• _Instruções do exercício_: Converta toda a listagem abaixo em um CSV de duas colunas, "texto" e "resposta", com uma linha para cada texto e sua resposta, cada um em um único campo entre aspas e com as quebras de linha trocadas por espaços. Deixe as imagens de fora da resposta.

[Registros de anotação de detecção]
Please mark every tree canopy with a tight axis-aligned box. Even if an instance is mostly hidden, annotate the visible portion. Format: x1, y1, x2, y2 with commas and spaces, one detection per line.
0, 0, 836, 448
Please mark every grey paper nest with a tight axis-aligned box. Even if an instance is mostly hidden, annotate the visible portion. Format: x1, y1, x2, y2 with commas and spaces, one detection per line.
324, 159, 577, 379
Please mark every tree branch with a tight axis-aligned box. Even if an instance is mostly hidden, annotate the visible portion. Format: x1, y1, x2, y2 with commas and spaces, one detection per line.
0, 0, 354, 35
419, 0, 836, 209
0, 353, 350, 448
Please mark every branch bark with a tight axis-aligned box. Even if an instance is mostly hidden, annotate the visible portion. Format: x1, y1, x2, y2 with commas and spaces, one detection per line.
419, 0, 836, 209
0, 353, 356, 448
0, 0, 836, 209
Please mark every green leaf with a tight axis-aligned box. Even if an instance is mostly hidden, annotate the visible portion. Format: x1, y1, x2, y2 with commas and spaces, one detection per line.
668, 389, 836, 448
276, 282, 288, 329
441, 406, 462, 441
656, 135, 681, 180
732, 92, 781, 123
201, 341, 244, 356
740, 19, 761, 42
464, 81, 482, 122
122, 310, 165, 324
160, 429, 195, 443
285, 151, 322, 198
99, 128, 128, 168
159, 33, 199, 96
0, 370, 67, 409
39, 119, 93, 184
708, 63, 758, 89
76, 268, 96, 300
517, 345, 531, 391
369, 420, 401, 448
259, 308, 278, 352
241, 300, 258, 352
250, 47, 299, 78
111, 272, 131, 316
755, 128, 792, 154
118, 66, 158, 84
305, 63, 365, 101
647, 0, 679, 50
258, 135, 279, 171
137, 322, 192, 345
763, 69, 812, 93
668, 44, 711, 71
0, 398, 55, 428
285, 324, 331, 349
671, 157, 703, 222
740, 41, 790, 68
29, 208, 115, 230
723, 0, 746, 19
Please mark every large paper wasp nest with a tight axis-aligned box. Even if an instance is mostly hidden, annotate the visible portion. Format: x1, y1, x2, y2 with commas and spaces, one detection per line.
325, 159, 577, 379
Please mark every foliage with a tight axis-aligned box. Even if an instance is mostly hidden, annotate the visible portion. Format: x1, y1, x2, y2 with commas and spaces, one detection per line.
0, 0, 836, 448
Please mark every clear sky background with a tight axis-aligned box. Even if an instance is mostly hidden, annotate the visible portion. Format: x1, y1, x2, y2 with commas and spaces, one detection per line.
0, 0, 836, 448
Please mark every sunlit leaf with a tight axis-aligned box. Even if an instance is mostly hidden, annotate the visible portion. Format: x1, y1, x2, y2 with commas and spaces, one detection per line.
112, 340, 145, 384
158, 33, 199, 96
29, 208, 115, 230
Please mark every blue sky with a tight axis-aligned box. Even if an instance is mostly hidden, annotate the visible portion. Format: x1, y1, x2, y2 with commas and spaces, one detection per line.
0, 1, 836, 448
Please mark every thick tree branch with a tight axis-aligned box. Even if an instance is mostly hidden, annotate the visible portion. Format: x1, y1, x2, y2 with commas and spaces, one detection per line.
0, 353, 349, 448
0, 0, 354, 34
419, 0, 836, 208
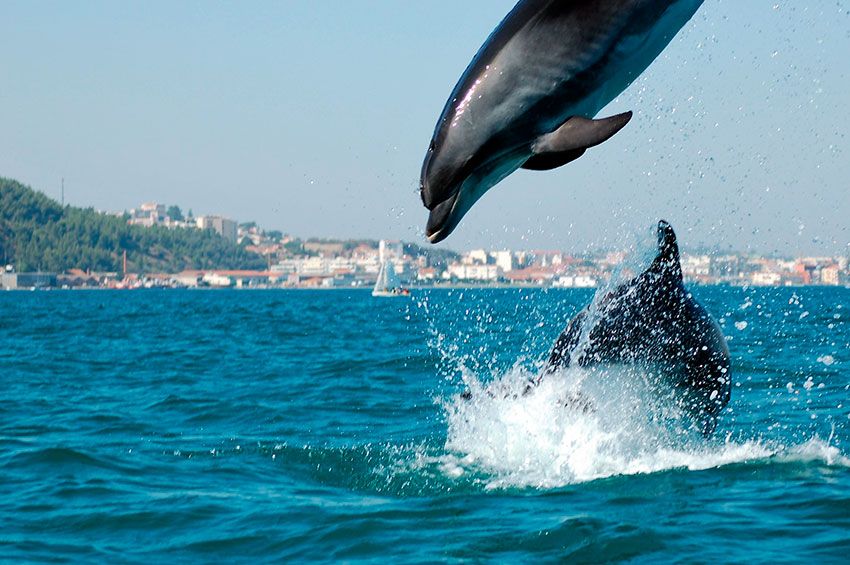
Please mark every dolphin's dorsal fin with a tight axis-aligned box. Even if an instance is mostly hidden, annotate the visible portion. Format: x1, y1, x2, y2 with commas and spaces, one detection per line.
522, 112, 632, 171
647, 220, 682, 281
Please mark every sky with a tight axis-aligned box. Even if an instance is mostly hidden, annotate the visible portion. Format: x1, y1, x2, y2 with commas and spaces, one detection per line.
0, 0, 850, 255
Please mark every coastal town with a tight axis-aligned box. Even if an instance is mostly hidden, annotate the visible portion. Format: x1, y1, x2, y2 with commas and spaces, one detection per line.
0, 203, 850, 289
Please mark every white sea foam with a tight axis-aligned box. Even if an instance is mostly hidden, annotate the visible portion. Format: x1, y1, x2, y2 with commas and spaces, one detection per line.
440, 362, 850, 488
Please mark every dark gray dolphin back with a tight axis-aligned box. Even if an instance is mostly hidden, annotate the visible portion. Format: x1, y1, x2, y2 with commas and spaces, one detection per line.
544, 221, 731, 433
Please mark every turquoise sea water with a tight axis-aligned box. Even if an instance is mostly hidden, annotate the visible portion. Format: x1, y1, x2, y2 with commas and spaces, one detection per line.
0, 287, 850, 563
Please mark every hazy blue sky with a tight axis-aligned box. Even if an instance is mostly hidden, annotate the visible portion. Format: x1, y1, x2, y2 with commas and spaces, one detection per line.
0, 0, 850, 253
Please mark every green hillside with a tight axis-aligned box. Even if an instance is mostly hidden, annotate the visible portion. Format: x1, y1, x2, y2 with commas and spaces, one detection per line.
0, 177, 265, 273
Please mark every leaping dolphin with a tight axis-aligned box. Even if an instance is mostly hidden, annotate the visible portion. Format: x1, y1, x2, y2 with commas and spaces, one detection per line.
420, 0, 703, 243
538, 220, 732, 435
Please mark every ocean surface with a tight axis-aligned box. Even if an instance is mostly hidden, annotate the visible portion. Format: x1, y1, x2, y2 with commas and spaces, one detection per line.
0, 287, 850, 563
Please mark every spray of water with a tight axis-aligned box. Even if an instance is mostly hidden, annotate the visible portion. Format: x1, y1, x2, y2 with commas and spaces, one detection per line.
428, 225, 850, 488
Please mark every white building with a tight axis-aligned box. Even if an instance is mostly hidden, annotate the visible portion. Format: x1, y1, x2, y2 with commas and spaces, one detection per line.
446, 263, 501, 281
490, 251, 514, 273
127, 202, 168, 228
195, 216, 239, 243
682, 255, 711, 277
552, 275, 598, 288
752, 271, 782, 286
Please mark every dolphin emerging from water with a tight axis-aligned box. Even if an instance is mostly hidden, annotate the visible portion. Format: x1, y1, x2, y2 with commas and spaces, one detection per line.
420, 0, 703, 243
538, 220, 732, 435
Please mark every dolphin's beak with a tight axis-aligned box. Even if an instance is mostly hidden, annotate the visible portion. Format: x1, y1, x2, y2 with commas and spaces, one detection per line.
425, 192, 460, 243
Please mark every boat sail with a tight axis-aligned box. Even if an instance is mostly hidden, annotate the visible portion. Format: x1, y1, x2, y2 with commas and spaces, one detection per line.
372, 241, 410, 296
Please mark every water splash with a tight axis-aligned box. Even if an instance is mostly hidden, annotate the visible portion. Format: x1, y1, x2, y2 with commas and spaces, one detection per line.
441, 367, 850, 489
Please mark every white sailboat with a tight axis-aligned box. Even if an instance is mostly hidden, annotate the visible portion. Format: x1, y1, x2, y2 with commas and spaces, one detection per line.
372, 241, 410, 297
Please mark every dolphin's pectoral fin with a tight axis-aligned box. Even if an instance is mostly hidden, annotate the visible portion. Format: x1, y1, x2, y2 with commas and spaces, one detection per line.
522, 112, 632, 171
522, 149, 585, 171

• _Solução da tarefa_:
texto,resposta
"Please mark every tree canopy with a tight axis-aligned box. Even if an instance is mostly hidden, annotate the visible portion. Format: x1, y1, x2, y2 with commas and spaces, one detection per line.","0, 0, 836, 448"
"Please mark every grey paper nest with a tight axis-aligned box. Even if an instance is mostly hidden, annotate the visible portion. Format: x1, y1, x2, y2 with commas and spaces, one detection per line.","324, 159, 577, 379"
"Please mark every tree branch with a tight axis-aligned box. Even if an instance is mostly hidden, annotate the visible portion. Format: x1, y1, x2, y2 with commas and spaces, one detection per line.","0, 0, 354, 35 419, 0, 836, 209 0, 353, 350, 448"
"Please mark every branch bark with a tight axis-aligned box. Even if an instance is mostly hidden, annotate the visible portion. Format: x1, y1, x2, y2 with commas and spaces, one detection per line.","419, 0, 836, 209 0, 353, 356, 448 0, 0, 836, 209"
"Please mark every green leaf with a tight axis-aligned box. Even if an instance is mostly hidden, annotate the visible portion. Format: x1, y1, x2, y2 with commas and spaces, one detection per line.","668, 389, 836, 448 276, 282, 288, 329 441, 406, 462, 441 656, 135, 681, 180 732, 92, 781, 123 201, 341, 244, 356 740, 19, 761, 42 464, 81, 482, 122 122, 310, 165, 324 160, 429, 195, 443 285, 151, 322, 198 99, 128, 128, 168 159, 33, 199, 96 0, 370, 67, 409 39, 119, 93, 184 708, 63, 758, 89 76, 268, 96, 300 517, 345, 531, 391 369, 420, 401, 448 259, 308, 278, 352 241, 300, 258, 352 250, 47, 299, 78 111, 272, 131, 316 755, 128, 792, 154 118, 66, 158, 84 305, 63, 365, 101 647, 0, 679, 50 258, 135, 279, 171 137, 322, 192, 345 763, 69, 812, 93 668, 44, 711, 71 0, 398, 55, 428 285, 324, 331, 349 671, 157, 703, 222 740, 41, 790, 68 29, 208, 115, 230 723, 0, 746, 19"
"Please mark every large paper wasp nest with a tight axis-aligned box. Even if an instance is mostly hidden, annotate the visible portion. Format: x1, y1, x2, y2 with commas and spaces, one detection per line.","325, 159, 577, 379"
"Please mark every foliage with a tight axis-aligned box. Even if an instance is mostly hidden, annotate the visible portion. Format: x1, y1, x2, y2 with commas and spaces, one detection per line.","0, 0, 836, 448"
"Please mark every clear sky background with a tight axis-aligned box. Even if an instance is mostly hidden, annotate the visible portion. Format: x1, y1, x2, y2 with commas and spaces, one detection per line.","0, 0, 836, 448"
"Please mark every sunlit leaf with a tight axis-aligned box. Even if an instance is mostly hidden, annotate the visible portion. Format: x1, y1, x2, y2 with commas and spaces, one detection per line.","112, 340, 145, 384 158, 33, 199, 96 29, 208, 115, 230"
"Please mark every blue sky with a tight axis-aligned box. Even if an instance is mostly hidden, annotate the visible portion. Format: x1, y1, x2, y2 with commas and spaces, one detection per line.","0, 1, 836, 448"
"Please mark every thick tree branch with a tight axis-aligned box. Even if an instance is mostly hidden, annotate the visible portion. Format: x1, y1, x2, y2 with commas and spaces, one detection per line.","0, 353, 349, 448 0, 0, 354, 34 419, 0, 836, 208"
"Please mark every dolphin's dorsal fin with a tight axis-aligned box. Even if an instance is mostly hidden, annotate the visible portion. Format: x1, y1, x2, y2 with commas and spaces, one detection per line.","522, 112, 632, 171 647, 220, 682, 281"
"Please mark every sky with a tight axis-aligned box. Even if an instance is mostly hidden, annotate the visible portion. Format: x1, y1, x2, y2 with commas and spaces, one detection per line.","0, 0, 850, 255"
"Please mark every coastal town with a tight axis-aligned box. Even if an instance is mostly hidden, annotate the visible portion. Format: x1, y1, x2, y2 with commas and spaces, one detection per line.","0, 203, 850, 289"
"Please mark every white sea foam with a tight axis-aligned box. Even if an instance is mostly hidden, annotate the visible portion. Format: x1, y1, x2, y2 with commas and spaces, one detection per line.","440, 362, 850, 488"
"Please mark every dark gray dolphin back with a tight axis-aligned box. Even if an instance is mostly hidden, annotate the visible portion. Format: x1, y1, x2, y2 with commas and spaces, one detection per line.","544, 221, 731, 433"
"Please mark every turquoise sea water with a tight axis-aligned box. Even if an instance is mostly hidden, annotate the visible portion. Format: x1, y1, x2, y2 with commas and spaces, one detection per line.","0, 287, 850, 563"
"Please mark every hazy blue sky with a tight axis-aligned box. Even if an instance is mostly hidden, annotate the visible portion. Format: x1, y1, x2, y2 with commas and spaces, one detection per line.","0, 0, 850, 253"
"Please mark every green hillside with a tight axis-aligned box. Even if an instance is mostly hidden, annotate the visible portion. Format: x1, y1, x2, y2 with commas and spaces, one detection per line.","0, 177, 265, 273"
"Please mark every leaping dolphin with a tight axis-aligned box. Even if an instance is mostly hidden, annotate the visible portion. Format: x1, y1, x2, y2 with commas and spaces, one detection per line.","420, 0, 703, 243 538, 220, 732, 435"
"Please mark every ocean surface with a tight axis-aligned box. Even if an instance is mostly hidden, annotate the visible portion. Format: x1, y1, x2, y2 with commas and spaces, one detection per line.","0, 287, 850, 563"
"Please mark every spray of water with a tight axis-aligned box. Even if an instance is mostly hidden, annotate the visible portion. Format: x1, y1, x2, y2 with commas and spaces, one detection per line.","428, 225, 850, 488"
"Please mark every white building with a tight axis-aligned box. Even if an instance is mostly hidden, annotate the visible portion. Format: x1, y1, x2, y2 with commas and spaces, one detection per line.","446, 263, 501, 281 490, 251, 514, 273 127, 202, 168, 228 195, 216, 239, 243 682, 255, 711, 277 552, 275, 598, 288 752, 271, 782, 286"
"Please mark every dolphin emerging from water with a tight axis-aligned box. Even if an instance is mostly hidden, annotate the visible portion. Format: x1, y1, x2, y2 with commas and spaces, one detection per line.","420, 0, 703, 243 538, 220, 732, 435"
"Please mark every dolphin's beak with a tight axis-aligned box. Even if an instance is mostly hidden, annotate the visible portion. Format: x1, y1, x2, y2 with commas and spaces, one detection per line.","425, 192, 460, 243"
"Please mark every boat sail with a tight axis-aligned box. Even if an instance is mostly hidden, annotate the visible portion. Format: x1, y1, x2, y2 with commas and spaces, one detection per line.","372, 241, 410, 296"
"Please mark every water splash with a tight axis-aligned box. Even if an instance is mostly hidden, annotate the visible portion. Format: x1, y1, x2, y2 with commas and spaces, one detection per line.","441, 367, 850, 489"
"Please mark every white sailboat with a tight axis-aligned box. Even if an instance is mostly hidden, annotate the visible portion. Format: x1, y1, x2, y2 with commas and spaces, one detection per line.","372, 241, 410, 297"
"Please mark every dolphin's pectoral fin with a tight axis-aligned box. Even if an instance is mostly hidden, annotate the visible portion. Format: x1, y1, x2, y2 with commas and spaces, one detection per line.","522, 112, 632, 171 522, 149, 585, 171"